■ **Work to do**
Pull out each line of the listing below that contains the string "surface". Case counts.

[Stored data entries]
○ ○ ○

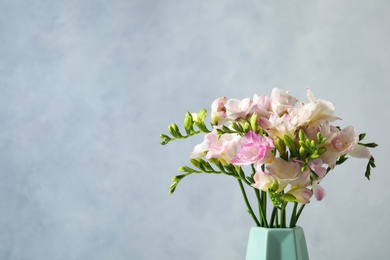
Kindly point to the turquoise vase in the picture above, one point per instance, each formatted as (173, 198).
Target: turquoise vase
(277, 244)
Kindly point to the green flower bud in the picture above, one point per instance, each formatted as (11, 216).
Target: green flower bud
(247, 127)
(280, 146)
(288, 197)
(202, 115)
(195, 162)
(289, 142)
(254, 122)
(302, 135)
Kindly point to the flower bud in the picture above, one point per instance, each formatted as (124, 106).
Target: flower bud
(288, 197)
(280, 146)
(254, 122)
(188, 122)
(289, 142)
(201, 115)
(195, 162)
(274, 187)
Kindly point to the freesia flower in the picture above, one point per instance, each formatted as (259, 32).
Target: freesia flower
(279, 126)
(289, 149)
(262, 180)
(314, 112)
(283, 171)
(281, 101)
(254, 149)
(237, 108)
(224, 147)
(302, 195)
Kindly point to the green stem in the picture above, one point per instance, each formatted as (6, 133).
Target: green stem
(299, 213)
(247, 203)
(264, 202)
(294, 215)
(273, 215)
(283, 215)
(277, 218)
(263, 218)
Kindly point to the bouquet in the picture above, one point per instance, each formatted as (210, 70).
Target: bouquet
(270, 144)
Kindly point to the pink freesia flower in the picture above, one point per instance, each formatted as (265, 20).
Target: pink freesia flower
(284, 172)
(254, 149)
(314, 112)
(224, 147)
(279, 126)
(360, 151)
(281, 101)
(302, 195)
(262, 180)
(261, 106)
(318, 191)
(237, 108)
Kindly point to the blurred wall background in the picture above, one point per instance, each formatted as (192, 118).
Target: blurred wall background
(86, 87)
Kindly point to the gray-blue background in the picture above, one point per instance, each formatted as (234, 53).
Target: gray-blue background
(86, 87)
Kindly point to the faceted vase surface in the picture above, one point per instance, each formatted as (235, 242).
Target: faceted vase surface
(277, 244)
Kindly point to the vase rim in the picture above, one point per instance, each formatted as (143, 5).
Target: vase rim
(287, 228)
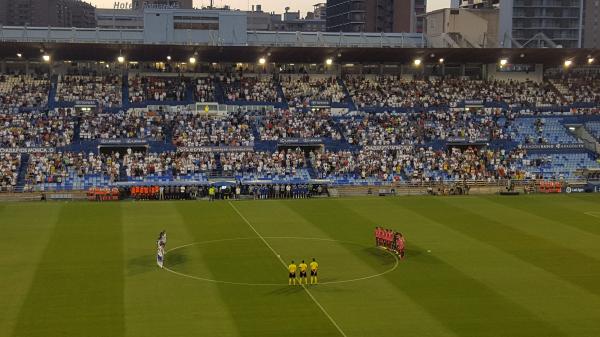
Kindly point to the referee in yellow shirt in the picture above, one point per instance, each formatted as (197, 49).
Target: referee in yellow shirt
(303, 269)
(314, 266)
(292, 269)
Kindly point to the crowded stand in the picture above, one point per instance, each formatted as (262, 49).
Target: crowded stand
(280, 124)
(9, 166)
(578, 87)
(433, 136)
(204, 90)
(594, 129)
(301, 90)
(540, 131)
(156, 88)
(250, 88)
(24, 91)
(191, 129)
(71, 170)
(132, 124)
(28, 129)
(394, 128)
(396, 92)
(418, 164)
(106, 90)
(281, 163)
(142, 166)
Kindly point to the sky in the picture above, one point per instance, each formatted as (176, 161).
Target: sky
(277, 6)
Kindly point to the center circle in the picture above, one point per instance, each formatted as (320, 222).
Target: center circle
(247, 261)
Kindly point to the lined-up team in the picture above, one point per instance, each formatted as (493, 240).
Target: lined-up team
(390, 239)
(292, 268)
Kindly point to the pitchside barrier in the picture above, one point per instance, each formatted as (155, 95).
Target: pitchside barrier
(400, 188)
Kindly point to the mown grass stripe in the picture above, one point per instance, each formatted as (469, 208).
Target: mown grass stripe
(561, 261)
(77, 289)
(254, 311)
(564, 210)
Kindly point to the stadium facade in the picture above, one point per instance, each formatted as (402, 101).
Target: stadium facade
(211, 101)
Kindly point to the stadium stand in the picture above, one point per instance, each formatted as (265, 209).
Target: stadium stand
(403, 130)
(106, 90)
(9, 166)
(24, 91)
(250, 88)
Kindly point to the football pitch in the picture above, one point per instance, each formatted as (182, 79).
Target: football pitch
(475, 266)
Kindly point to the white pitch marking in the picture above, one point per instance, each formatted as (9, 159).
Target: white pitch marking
(396, 261)
(285, 266)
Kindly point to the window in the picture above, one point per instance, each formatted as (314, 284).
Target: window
(197, 25)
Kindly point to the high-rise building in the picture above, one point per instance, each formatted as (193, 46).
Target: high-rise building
(45, 13)
(375, 15)
(541, 23)
(591, 24)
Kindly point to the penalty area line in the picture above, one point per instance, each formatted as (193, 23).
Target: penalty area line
(285, 266)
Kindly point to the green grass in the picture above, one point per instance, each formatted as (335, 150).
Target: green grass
(499, 266)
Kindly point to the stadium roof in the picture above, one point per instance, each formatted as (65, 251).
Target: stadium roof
(181, 53)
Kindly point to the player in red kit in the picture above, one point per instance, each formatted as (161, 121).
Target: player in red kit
(400, 245)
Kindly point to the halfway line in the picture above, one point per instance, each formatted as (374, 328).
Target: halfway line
(285, 266)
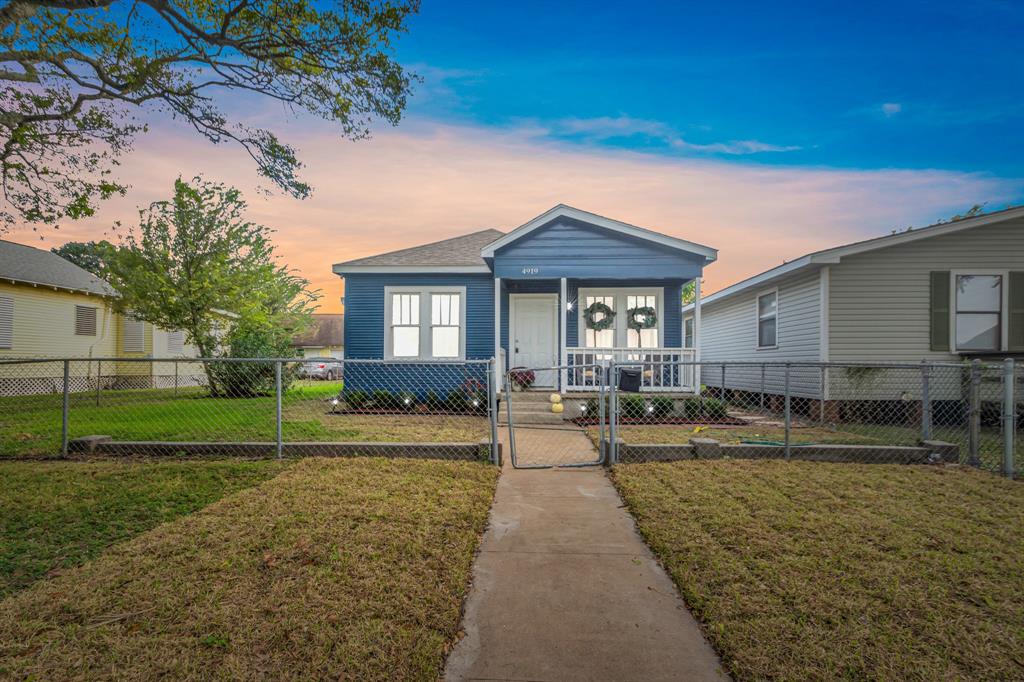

○ ○ ○

■ **Task solution**
Kindly point to the faceted vase surface in the picture above, one point per instance, each formatted as (235, 242).
Target: faceted vase surface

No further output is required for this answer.